ABOUT THIS TASK
Which of the lines in the data below contain the string "side"? Copy each of them.
==*==
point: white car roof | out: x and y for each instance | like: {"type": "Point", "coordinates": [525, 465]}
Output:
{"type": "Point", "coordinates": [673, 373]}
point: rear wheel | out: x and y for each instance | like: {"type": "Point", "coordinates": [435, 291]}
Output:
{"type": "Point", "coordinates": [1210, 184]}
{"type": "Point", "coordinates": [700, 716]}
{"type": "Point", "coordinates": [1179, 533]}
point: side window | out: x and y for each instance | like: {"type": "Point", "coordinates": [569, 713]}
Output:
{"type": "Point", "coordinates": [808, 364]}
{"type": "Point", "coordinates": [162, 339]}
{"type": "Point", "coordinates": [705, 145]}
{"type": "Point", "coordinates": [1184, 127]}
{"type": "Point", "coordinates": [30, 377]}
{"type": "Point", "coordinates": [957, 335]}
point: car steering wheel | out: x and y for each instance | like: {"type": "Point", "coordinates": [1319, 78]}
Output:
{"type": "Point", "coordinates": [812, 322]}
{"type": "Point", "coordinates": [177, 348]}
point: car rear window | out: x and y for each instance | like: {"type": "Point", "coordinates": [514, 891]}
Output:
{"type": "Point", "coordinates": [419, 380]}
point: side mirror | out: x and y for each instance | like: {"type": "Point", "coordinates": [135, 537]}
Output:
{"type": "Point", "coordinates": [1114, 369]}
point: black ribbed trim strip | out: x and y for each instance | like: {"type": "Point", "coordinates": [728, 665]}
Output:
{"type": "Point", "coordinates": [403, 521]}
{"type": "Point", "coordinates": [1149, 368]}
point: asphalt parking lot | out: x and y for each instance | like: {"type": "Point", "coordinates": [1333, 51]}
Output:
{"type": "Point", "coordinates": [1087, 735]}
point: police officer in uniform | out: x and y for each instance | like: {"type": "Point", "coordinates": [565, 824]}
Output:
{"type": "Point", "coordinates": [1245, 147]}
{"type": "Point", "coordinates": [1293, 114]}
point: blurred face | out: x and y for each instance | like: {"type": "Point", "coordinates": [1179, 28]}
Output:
==*==
ANSWER BOX
point: side window | out: x and y for each instance | like: {"type": "Point", "coordinates": [569, 713]}
point: side mirror | out: x and y for each instance | like: {"type": "Point", "coordinates": [135, 537]}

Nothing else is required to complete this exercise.